> Written request
Could you copy out every line of the entries below word for word, leaving out the pictures?

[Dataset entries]
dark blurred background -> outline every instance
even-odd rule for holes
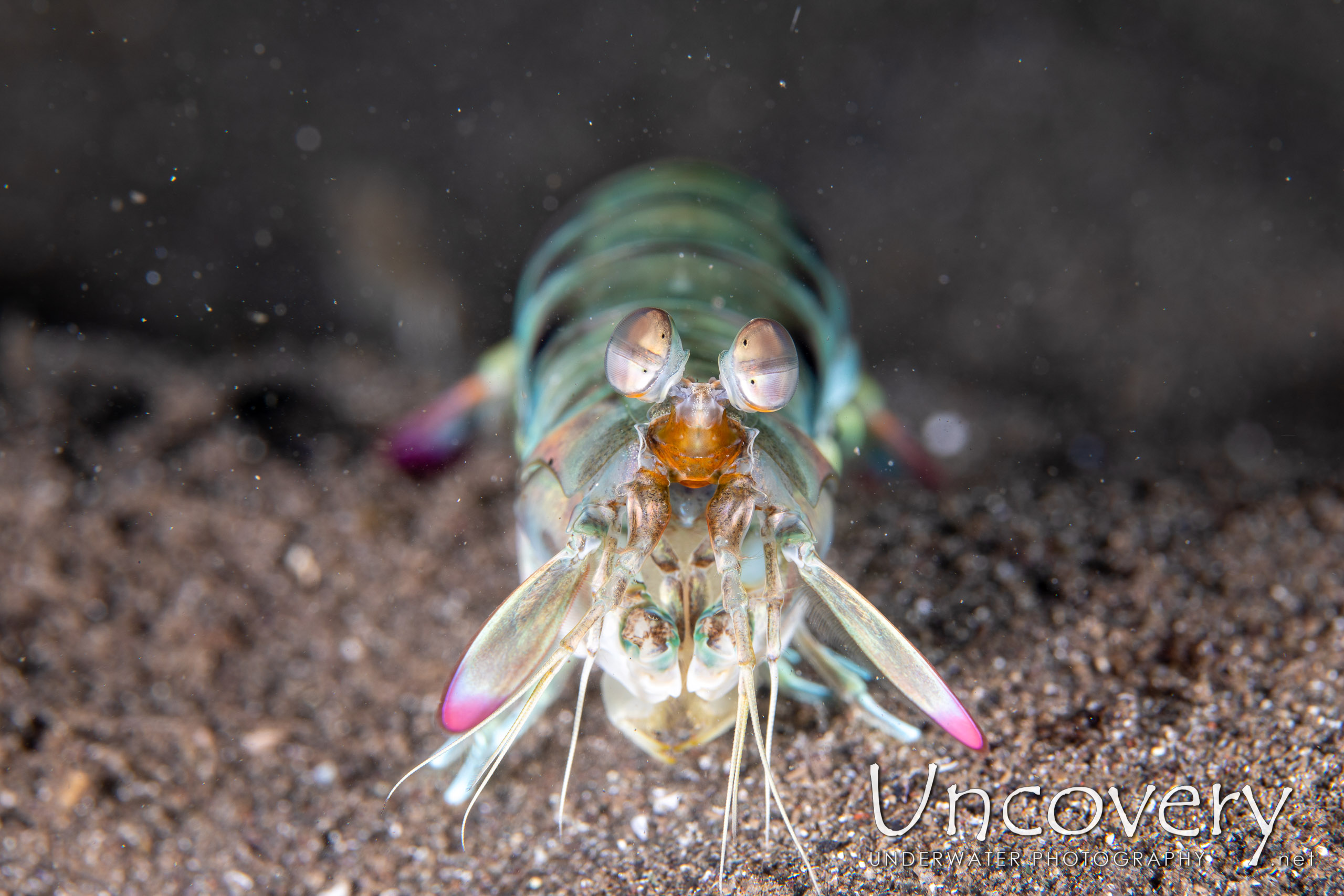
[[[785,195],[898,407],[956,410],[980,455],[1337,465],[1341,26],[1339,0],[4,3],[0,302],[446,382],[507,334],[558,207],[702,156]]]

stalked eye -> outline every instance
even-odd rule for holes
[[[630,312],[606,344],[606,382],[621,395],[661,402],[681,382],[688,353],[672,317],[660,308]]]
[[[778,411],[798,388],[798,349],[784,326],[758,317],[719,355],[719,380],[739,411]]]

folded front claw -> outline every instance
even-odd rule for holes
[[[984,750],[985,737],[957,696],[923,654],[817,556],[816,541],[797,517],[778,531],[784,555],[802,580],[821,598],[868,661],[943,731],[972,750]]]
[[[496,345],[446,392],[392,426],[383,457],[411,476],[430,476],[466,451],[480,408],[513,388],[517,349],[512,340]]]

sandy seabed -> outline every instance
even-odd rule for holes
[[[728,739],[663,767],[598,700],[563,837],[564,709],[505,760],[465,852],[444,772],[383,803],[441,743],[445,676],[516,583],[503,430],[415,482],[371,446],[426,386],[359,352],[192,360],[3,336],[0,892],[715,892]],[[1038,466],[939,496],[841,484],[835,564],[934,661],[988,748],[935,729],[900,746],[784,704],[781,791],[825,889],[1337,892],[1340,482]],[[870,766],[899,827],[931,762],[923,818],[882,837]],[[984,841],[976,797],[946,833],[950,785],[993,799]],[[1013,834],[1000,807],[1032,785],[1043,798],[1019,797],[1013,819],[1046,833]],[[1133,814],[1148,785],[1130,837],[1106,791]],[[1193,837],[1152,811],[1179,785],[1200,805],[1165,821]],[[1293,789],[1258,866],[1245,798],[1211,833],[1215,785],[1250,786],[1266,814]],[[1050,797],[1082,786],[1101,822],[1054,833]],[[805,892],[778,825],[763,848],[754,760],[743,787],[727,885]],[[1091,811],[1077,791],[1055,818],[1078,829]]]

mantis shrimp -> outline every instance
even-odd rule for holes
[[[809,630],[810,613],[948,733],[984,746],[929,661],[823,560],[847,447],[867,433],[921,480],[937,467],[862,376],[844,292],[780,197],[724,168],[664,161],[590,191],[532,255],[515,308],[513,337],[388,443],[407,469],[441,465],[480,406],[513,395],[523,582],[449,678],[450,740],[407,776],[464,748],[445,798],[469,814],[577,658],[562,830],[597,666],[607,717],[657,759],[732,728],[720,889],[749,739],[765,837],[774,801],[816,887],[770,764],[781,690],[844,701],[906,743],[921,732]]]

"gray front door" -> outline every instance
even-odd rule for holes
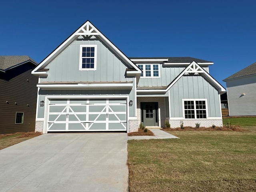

> The completed task
dark blurred background -> outline every instance
even-odd rule for holes
[[[785,195],[898,407],[956,410],[980,455],[1337,465],[1341,26],[1339,0],[4,3],[0,302],[446,382],[507,334],[558,207],[702,156]]]

stalked eye -> outline every instance
even-odd rule for holes
[[[630,312],[606,344],[606,382],[621,395],[661,402],[681,382],[688,353],[672,317],[660,308]]]
[[[778,411],[798,388],[798,349],[784,326],[758,317],[719,355],[719,380],[739,411]]]

folded front claw -> outline every instance
even-odd rule for holes
[[[984,750],[985,737],[957,696],[923,654],[817,556],[816,541],[797,517],[778,531],[784,555],[802,580],[821,598],[868,661],[943,731],[972,750]]]
[[[496,345],[446,392],[392,426],[383,457],[411,476],[430,476],[466,451],[480,408],[513,388],[517,349],[512,340]]]

sandy seabed -> outline every instance
even-odd rule for holes
[[[728,739],[663,767],[598,700],[563,837],[564,709],[505,760],[465,852],[444,772],[383,803],[441,743],[445,676],[516,583],[503,430],[415,482],[371,446],[426,386],[359,352],[192,360],[3,336],[0,892],[715,892]],[[1038,466],[939,496],[841,484],[835,564],[934,661],[988,748],[935,729],[900,746],[784,704],[781,791],[825,889],[1337,892],[1340,482]],[[870,766],[899,827],[931,762],[923,818],[882,837]],[[984,841],[976,797],[946,833],[950,785],[993,799]],[[1013,834],[1000,807],[1032,785],[1043,798],[1019,797],[1013,819],[1046,833]],[[1133,814],[1148,785],[1130,837],[1106,791]],[[1193,837],[1152,811],[1179,785],[1200,805],[1165,821]],[[1293,789],[1258,866],[1245,798],[1211,833],[1215,785],[1250,786],[1266,814]],[[1050,797],[1082,786],[1101,822],[1054,833]],[[805,892],[778,825],[763,848],[754,760],[743,787],[727,885]],[[1091,811],[1077,791],[1055,818],[1078,829]]]

mantis shrimp -> outline every instance
even-odd rule for holes
[[[809,630],[810,613],[948,733],[984,746],[929,661],[823,560],[847,447],[867,433],[921,480],[937,467],[862,376],[844,292],[780,197],[724,168],[664,161],[590,191],[532,255],[515,308],[513,337],[388,443],[407,469],[441,465],[480,406],[513,395],[523,582],[449,678],[450,740],[407,776],[464,748],[445,798],[469,814],[577,658],[562,830],[597,666],[607,717],[657,759],[732,728],[720,889],[749,739],[765,837],[774,801],[816,887],[770,764],[781,690],[844,701],[906,743],[921,732]]]

"gray front door" -> outline every instance
even-odd rule for holes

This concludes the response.